The reply has to contain each record exactly as written.

=== Point-per-instance localization data ===

______________________________

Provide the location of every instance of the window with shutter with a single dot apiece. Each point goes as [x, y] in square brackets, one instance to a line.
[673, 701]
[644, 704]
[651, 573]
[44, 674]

______________________________

=== YOUR SOLUTION ===
Provide the location of every instance of the window with shutter with a single dot apiece. Each point goes as [x, y] in square brackets, one instance to a line.
[673, 701]
[644, 704]
[651, 573]
[44, 674]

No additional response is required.